## RECORD SET
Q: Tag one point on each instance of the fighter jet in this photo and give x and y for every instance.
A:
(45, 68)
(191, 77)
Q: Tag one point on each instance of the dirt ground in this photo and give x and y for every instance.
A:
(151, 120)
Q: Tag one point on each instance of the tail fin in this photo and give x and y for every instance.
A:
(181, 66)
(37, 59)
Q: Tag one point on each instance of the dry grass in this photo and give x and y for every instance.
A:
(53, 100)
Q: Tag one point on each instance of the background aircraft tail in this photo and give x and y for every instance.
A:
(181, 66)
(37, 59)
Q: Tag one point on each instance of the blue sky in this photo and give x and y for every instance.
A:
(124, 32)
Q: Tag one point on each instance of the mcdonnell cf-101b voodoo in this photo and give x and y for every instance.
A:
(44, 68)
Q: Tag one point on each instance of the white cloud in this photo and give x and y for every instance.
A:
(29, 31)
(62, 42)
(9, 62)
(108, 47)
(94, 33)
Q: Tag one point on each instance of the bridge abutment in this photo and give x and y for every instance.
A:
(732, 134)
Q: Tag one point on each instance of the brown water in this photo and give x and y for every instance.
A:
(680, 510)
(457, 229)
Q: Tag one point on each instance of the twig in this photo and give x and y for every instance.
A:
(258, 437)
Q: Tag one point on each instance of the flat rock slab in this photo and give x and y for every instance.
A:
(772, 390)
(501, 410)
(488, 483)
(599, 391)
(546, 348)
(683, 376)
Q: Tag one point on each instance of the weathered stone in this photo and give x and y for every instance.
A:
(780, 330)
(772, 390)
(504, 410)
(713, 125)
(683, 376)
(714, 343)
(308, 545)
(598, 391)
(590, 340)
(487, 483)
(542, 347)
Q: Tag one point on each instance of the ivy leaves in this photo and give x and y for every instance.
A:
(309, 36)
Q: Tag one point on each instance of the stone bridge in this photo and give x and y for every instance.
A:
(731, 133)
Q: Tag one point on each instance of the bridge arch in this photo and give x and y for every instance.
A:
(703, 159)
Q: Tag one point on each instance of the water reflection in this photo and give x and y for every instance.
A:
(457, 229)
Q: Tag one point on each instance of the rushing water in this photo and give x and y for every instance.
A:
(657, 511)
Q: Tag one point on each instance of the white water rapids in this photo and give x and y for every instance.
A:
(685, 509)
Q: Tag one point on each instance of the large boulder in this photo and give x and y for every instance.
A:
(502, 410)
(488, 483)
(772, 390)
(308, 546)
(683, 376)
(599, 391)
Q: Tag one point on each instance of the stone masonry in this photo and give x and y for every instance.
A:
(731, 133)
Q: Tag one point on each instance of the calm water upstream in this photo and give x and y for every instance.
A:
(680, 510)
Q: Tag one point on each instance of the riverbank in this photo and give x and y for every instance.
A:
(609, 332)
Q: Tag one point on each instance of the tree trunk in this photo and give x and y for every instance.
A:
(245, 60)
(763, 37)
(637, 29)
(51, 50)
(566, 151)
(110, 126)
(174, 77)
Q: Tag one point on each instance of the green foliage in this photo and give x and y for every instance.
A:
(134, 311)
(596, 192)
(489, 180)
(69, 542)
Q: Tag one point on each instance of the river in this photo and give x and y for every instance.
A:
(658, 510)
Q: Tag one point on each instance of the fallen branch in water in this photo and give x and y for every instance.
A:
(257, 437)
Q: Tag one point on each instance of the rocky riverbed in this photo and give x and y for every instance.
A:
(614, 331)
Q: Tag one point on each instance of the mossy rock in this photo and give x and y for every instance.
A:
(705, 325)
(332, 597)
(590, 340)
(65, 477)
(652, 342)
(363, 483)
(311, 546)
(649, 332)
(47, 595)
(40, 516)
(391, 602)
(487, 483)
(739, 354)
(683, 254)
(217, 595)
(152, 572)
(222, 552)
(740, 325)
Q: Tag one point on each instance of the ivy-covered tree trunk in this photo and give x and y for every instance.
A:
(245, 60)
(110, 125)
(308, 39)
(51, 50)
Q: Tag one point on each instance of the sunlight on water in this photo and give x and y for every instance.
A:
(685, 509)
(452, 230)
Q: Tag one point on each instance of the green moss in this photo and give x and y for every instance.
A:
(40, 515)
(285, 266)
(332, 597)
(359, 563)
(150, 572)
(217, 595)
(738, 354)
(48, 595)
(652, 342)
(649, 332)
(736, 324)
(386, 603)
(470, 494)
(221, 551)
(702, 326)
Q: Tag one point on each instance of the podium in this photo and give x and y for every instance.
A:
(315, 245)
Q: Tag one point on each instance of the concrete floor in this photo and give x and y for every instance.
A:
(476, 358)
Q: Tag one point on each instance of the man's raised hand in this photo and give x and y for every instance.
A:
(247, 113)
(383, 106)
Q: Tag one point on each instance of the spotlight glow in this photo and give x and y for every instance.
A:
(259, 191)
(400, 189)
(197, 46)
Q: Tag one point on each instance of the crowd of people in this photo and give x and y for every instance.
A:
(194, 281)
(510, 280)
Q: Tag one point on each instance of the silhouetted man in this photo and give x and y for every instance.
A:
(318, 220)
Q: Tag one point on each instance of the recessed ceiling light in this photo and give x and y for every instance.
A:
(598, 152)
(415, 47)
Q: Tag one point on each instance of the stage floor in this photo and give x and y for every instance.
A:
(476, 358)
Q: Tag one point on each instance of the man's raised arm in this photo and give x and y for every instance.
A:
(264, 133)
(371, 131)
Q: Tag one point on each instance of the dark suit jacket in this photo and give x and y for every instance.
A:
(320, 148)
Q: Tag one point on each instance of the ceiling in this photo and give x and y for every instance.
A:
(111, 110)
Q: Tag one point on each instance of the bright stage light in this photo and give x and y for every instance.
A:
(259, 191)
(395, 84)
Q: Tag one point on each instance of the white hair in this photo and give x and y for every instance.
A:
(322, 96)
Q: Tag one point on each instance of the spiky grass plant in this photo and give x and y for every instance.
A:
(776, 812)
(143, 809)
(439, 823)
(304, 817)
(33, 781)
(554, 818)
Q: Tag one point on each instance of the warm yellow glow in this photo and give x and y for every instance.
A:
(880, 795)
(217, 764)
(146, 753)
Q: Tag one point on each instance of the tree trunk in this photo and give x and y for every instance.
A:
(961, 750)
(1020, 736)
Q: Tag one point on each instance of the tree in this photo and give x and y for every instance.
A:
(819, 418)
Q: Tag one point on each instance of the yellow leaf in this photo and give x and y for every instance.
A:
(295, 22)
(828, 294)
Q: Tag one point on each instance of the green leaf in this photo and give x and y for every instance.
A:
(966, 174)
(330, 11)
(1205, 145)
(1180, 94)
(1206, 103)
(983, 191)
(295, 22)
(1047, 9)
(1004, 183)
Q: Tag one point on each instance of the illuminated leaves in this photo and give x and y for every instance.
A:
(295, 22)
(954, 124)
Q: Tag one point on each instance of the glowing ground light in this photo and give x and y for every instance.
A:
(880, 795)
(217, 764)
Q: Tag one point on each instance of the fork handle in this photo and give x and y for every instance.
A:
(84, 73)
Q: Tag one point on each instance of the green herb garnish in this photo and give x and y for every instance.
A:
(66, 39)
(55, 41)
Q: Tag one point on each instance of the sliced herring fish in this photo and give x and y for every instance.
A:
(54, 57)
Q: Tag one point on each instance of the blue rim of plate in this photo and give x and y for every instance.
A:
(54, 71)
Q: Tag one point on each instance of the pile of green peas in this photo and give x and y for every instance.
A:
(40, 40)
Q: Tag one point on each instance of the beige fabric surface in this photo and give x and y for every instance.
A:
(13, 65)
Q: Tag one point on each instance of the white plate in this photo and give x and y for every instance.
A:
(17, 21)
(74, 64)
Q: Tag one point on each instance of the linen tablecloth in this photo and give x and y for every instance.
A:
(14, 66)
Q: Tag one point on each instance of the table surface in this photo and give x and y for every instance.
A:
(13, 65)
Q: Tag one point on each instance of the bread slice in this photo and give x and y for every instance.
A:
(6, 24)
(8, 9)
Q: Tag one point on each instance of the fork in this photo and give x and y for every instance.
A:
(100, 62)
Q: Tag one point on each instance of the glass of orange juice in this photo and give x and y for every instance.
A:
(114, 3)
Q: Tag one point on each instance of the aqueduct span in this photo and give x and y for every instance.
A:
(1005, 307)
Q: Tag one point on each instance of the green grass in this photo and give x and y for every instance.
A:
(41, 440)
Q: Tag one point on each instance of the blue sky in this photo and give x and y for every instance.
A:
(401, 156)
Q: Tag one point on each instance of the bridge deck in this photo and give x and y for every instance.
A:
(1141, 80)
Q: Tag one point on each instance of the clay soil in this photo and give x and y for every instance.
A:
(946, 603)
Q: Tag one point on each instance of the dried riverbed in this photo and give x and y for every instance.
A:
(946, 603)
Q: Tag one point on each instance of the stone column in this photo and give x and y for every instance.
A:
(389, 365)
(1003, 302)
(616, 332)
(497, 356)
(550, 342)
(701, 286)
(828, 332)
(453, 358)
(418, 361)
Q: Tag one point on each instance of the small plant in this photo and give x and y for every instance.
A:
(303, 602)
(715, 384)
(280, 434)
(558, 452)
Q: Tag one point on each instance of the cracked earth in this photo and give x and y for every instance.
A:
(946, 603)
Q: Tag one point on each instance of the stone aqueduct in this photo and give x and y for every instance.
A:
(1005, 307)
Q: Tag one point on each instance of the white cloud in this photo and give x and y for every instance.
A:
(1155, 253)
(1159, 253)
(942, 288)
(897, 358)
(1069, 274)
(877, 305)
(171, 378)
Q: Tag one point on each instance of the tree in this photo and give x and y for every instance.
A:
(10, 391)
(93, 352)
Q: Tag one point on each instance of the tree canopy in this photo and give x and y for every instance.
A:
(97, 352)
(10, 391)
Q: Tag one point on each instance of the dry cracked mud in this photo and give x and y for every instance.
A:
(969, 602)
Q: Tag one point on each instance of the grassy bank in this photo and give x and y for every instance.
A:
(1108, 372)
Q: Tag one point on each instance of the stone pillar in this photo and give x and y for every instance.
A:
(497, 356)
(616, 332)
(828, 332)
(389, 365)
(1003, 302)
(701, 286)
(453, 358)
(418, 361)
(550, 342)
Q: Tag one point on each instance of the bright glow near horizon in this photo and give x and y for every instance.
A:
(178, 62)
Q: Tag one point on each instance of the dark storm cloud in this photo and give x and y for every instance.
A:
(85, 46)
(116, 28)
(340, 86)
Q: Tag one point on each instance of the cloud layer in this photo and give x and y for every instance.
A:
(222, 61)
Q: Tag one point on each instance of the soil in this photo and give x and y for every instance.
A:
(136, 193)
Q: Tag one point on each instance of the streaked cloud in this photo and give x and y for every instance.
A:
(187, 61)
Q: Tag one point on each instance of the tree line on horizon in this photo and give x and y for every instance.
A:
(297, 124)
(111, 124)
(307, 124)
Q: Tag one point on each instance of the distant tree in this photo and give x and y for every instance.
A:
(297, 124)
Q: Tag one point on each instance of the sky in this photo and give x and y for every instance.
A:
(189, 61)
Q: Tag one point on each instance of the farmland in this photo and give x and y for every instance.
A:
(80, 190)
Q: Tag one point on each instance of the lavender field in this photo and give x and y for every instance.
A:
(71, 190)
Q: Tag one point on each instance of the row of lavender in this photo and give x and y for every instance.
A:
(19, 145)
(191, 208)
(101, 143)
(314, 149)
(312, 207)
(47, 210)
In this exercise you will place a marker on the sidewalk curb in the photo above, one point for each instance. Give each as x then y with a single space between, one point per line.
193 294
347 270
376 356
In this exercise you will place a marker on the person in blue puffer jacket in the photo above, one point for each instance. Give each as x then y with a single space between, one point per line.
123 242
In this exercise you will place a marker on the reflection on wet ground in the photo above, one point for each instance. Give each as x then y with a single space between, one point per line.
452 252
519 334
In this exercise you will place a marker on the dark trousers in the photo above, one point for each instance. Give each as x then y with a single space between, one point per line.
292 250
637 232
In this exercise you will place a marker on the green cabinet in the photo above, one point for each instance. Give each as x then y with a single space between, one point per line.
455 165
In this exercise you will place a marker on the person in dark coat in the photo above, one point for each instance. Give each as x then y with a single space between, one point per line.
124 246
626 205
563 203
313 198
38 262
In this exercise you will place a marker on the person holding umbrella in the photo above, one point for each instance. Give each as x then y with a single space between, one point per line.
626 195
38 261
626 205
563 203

## EXERCISE REQUIREMENTS
Return each line among the entries that holds the word "leaf".

## TASK OUTPUT
Q: Tag one point on each instance of the yellow leaf in this photo and give x and y for every instance.
Q: Tag one point on each instance of the green leaf in this photo and give x and y for every instance.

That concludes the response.